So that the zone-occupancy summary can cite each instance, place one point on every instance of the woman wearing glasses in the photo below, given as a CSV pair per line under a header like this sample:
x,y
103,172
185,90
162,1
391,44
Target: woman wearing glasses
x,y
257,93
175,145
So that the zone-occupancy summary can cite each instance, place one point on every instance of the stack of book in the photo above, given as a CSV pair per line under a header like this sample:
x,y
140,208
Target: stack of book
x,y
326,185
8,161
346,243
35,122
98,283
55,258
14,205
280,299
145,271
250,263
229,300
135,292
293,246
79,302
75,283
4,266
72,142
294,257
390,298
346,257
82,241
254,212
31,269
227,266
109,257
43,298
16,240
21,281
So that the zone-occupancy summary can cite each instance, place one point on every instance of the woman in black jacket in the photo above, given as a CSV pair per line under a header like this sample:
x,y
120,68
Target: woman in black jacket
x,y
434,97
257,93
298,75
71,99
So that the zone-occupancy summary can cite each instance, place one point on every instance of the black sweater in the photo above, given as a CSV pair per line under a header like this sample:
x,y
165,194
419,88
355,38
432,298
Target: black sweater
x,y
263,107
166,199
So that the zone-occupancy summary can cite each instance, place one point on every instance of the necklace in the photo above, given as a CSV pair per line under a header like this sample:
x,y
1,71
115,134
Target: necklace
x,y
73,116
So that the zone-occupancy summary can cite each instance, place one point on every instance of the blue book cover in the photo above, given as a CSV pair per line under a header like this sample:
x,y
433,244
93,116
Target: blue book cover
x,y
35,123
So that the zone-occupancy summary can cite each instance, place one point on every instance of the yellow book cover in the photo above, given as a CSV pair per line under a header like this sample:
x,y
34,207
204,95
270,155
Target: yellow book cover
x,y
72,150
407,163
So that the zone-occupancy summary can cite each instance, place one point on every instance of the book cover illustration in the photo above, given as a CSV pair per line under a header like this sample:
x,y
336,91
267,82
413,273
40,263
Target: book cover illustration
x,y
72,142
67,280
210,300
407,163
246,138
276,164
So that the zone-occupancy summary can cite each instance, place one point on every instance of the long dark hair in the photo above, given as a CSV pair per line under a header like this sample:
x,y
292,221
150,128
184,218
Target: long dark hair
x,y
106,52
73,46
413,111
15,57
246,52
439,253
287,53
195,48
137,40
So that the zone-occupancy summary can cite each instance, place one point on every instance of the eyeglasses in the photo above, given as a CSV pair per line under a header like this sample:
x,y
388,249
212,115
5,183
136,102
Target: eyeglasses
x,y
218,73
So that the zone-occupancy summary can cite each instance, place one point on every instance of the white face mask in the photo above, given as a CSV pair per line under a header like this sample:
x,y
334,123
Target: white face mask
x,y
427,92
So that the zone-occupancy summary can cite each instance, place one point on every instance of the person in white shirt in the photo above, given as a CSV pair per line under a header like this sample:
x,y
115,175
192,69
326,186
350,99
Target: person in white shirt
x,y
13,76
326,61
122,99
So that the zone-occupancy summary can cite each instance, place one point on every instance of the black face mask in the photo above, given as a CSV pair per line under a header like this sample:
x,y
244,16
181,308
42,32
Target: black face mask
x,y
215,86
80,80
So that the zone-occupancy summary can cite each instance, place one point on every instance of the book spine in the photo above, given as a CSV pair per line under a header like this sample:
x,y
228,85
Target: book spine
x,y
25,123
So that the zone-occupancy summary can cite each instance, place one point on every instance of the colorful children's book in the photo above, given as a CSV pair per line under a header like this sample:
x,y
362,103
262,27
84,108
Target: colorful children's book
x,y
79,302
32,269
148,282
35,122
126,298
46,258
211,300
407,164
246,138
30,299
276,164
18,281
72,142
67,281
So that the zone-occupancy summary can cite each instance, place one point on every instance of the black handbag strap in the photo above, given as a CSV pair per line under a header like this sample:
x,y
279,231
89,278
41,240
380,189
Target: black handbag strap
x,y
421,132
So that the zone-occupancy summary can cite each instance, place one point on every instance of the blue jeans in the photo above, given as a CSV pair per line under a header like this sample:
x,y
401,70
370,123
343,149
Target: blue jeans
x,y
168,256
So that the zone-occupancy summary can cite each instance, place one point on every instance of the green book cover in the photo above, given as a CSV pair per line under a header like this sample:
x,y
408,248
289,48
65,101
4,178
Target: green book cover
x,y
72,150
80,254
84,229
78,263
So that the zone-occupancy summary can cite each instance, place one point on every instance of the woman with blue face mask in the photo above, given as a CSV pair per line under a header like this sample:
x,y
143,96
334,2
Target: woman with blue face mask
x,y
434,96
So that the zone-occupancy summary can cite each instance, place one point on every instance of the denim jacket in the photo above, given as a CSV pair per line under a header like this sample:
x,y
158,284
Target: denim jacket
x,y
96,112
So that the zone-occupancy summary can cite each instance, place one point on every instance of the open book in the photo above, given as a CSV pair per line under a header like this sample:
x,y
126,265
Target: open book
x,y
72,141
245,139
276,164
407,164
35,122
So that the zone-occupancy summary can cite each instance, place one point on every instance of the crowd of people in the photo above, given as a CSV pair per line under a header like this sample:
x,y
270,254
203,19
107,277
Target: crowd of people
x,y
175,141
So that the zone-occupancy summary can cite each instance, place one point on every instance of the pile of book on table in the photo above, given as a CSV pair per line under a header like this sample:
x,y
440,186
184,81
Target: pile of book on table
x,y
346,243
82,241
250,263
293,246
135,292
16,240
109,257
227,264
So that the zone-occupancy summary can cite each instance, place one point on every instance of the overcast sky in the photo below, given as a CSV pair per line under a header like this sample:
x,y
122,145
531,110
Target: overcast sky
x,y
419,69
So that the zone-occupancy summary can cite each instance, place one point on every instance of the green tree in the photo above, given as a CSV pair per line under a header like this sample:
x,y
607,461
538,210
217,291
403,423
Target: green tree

··········

* [Aim]: Repeat word for word the stretch of the entries above from the line containing "of the pile" through the last line of the entries.

* [Solution]:
So that the zone-occupancy summary can cite each instance, place one point on every instance of the pile of book on table in the photo above, given as a CSV pair per line under a header like this sample:
x,y
440,186
184,81
Target: pile of book on table
x,y
346,243
82,241
250,263
293,246
135,292
16,240
109,257
227,264
So that the zone-occupancy summary can cite each instance, place one point on every instance of the overcast sky in the photo below, given as a CSV pair per line under a header like this sample:
x,y
122,145
531,110
Target: overcast sky
x,y
419,69
So that the zone-occupancy summary can cite each instance, place one point on every instance of the green tree in the photo above, given as a CSV pair per line under a header like this sample:
x,y
607,461
538,210
217,291
403,423
Target: green tree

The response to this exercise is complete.